_Instructions for the task_
Report the count of lines in the records below that hold the word "reflection", omitting everything but the number.

_Supplied data_
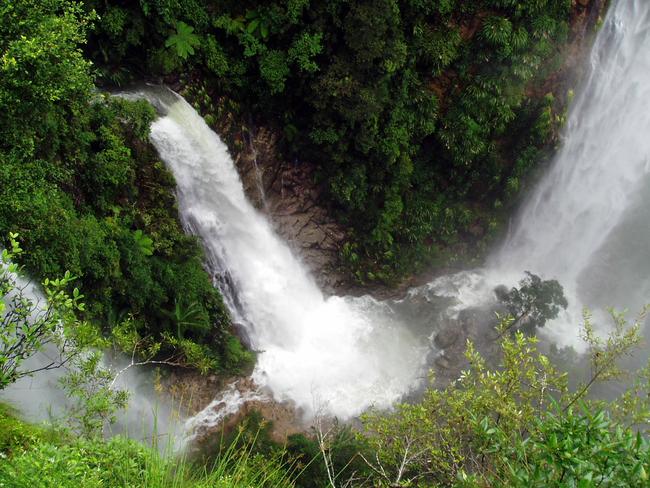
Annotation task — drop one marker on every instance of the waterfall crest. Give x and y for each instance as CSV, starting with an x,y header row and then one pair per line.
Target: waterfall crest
x,y
337,354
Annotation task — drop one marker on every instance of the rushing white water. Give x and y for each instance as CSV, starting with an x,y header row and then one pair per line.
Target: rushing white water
x,y
586,223
339,355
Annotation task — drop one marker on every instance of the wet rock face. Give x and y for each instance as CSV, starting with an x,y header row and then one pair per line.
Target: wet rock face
x,y
287,194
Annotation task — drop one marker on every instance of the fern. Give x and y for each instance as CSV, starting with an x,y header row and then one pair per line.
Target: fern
x,y
183,41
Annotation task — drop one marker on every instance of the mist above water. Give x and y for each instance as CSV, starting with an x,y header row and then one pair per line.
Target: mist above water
x,y
585,224
340,355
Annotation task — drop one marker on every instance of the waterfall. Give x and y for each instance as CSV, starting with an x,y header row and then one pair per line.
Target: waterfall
x,y
337,355
586,222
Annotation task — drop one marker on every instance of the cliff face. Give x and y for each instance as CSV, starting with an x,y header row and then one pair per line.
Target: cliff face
x,y
287,192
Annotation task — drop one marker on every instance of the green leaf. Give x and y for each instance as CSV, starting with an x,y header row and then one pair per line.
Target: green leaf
x,y
183,41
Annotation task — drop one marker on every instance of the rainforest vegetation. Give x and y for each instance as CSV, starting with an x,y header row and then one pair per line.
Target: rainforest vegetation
x,y
424,119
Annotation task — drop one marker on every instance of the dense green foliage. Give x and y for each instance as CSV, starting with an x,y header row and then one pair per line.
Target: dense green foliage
x,y
533,302
37,457
419,113
82,186
518,424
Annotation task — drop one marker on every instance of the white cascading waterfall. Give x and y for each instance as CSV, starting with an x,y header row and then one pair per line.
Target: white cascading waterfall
x,y
587,223
337,355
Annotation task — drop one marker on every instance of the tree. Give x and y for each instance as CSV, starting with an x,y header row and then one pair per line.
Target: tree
x,y
518,424
533,303
29,324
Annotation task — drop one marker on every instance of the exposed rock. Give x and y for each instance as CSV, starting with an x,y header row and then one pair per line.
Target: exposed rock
x,y
288,194
447,337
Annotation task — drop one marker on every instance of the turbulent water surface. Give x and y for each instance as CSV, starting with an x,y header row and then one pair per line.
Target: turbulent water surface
x,y
585,224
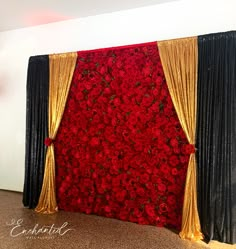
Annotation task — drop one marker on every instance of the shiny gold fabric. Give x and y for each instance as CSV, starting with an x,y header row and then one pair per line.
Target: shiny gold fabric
x,y
179,60
61,72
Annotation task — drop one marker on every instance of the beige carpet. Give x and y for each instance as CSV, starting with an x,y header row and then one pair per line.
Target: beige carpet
x,y
82,231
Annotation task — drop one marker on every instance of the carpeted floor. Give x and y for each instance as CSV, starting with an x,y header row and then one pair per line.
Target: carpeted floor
x,y
65,230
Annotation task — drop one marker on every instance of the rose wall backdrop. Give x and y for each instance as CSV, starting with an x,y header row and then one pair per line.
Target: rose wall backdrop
x,y
115,146
120,150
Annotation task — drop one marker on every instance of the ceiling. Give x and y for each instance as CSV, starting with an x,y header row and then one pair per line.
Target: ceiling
x,y
17,14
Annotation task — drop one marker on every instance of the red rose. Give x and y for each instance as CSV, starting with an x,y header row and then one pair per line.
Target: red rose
x,y
174,171
161,187
144,178
150,210
189,149
140,191
94,141
174,142
48,141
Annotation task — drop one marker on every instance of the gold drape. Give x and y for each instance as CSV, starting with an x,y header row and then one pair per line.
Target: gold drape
x,y
61,72
179,60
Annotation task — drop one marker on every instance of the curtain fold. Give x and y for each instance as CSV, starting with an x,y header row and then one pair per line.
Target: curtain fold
x,y
61,72
216,136
179,61
36,127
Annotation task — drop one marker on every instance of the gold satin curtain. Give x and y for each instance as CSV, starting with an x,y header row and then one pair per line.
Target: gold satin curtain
x,y
61,72
179,60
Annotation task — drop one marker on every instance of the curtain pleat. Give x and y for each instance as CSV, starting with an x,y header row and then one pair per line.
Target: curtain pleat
x,y
61,72
216,136
36,128
179,61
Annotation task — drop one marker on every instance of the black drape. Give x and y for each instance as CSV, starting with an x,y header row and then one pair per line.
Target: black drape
x,y
216,136
36,127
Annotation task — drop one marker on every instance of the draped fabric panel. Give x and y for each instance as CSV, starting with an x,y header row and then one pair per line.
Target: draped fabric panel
x,y
216,136
120,150
61,72
179,60
36,127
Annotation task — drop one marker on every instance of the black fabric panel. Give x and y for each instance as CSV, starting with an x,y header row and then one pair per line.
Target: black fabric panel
x,y
216,136
36,128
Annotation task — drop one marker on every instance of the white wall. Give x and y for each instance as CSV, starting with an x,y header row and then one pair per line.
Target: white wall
x,y
164,21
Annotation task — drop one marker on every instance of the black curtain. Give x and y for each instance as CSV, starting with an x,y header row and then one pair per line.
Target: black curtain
x,y
216,136
36,127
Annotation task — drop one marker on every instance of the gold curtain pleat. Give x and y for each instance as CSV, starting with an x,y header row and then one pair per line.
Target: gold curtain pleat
x,y
61,72
179,60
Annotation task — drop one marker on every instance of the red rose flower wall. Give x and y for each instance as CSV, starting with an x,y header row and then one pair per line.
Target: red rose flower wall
x,y
120,150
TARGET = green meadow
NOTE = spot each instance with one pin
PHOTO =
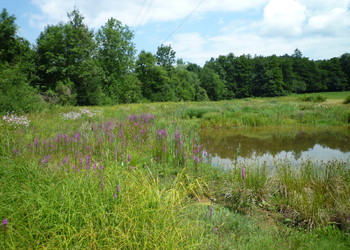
(135, 176)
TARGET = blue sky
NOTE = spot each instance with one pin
(200, 29)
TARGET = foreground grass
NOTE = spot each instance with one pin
(133, 176)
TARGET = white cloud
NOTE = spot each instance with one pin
(134, 12)
(191, 47)
(319, 28)
(334, 22)
(283, 18)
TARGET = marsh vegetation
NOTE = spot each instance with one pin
(138, 176)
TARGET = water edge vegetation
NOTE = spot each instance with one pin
(135, 176)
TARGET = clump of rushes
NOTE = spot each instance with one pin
(121, 181)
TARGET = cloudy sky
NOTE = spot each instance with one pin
(200, 29)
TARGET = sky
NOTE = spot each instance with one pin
(202, 29)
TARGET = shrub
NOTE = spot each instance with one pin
(313, 98)
(347, 100)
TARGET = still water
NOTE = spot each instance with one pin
(268, 145)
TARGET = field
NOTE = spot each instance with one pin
(135, 177)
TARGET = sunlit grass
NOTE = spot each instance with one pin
(136, 177)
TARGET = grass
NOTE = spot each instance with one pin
(134, 177)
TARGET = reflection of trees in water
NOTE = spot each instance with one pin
(225, 145)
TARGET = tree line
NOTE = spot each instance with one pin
(71, 64)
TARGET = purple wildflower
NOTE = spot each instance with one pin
(162, 133)
(87, 160)
(164, 147)
(243, 174)
(211, 210)
(36, 142)
(195, 158)
(129, 158)
(102, 184)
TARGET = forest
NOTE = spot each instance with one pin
(71, 64)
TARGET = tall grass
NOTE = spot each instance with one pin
(136, 177)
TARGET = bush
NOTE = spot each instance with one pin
(347, 100)
(314, 98)
(16, 95)
(198, 112)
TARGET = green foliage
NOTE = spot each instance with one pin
(165, 56)
(313, 98)
(103, 178)
(199, 112)
(347, 100)
(12, 47)
(16, 95)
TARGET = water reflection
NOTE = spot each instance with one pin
(270, 144)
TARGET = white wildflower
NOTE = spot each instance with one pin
(16, 121)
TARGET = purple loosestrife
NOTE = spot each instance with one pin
(87, 161)
(36, 142)
(45, 160)
(162, 134)
(102, 184)
(164, 147)
(129, 158)
(4, 224)
(211, 210)
(243, 174)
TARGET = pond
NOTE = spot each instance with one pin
(269, 145)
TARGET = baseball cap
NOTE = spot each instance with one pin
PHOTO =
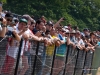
(23, 20)
(49, 23)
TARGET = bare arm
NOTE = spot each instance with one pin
(3, 32)
(57, 23)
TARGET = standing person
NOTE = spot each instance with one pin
(12, 50)
(50, 51)
(60, 52)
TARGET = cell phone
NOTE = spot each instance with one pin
(98, 43)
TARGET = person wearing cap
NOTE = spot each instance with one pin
(85, 32)
(61, 51)
(25, 48)
(78, 41)
(13, 47)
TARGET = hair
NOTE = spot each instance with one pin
(38, 21)
(92, 33)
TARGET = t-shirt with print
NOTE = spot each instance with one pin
(61, 50)
(13, 50)
(50, 49)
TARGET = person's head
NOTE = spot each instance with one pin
(52, 31)
(78, 34)
(9, 18)
(75, 28)
(92, 35)
(86, 31)
(39, 24)
(28, 18)
(32, 26)
(73, 33)
(22, 24)
(49, 25)
(62, 31)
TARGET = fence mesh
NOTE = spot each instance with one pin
(42, 60)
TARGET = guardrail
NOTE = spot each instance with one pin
(75, 62)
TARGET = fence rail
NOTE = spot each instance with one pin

_The answer_
2